Records contained in a dataset

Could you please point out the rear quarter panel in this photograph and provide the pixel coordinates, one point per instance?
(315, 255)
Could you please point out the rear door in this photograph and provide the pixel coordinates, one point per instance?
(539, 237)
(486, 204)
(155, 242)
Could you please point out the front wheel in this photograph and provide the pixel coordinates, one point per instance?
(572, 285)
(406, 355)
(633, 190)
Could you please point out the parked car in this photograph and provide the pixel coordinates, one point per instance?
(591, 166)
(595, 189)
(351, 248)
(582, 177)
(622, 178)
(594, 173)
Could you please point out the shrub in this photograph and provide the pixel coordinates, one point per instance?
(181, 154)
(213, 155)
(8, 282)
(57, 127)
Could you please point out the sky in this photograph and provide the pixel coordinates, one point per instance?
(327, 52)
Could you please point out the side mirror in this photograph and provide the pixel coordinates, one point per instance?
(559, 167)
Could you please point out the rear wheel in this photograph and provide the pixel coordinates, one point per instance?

• Exercise goal
Please return exactly the lines that run from the line with "Could you please point out the side" through the end of the records above, both included, and nothing more.

• The answer
Could you please point out the side mirror in this photograph and provide the pixel coordinates, one point per instance?
(559, 167)
Could you please point out the rear wheel in this photograph and provide the pixel coordinates, one point per instance?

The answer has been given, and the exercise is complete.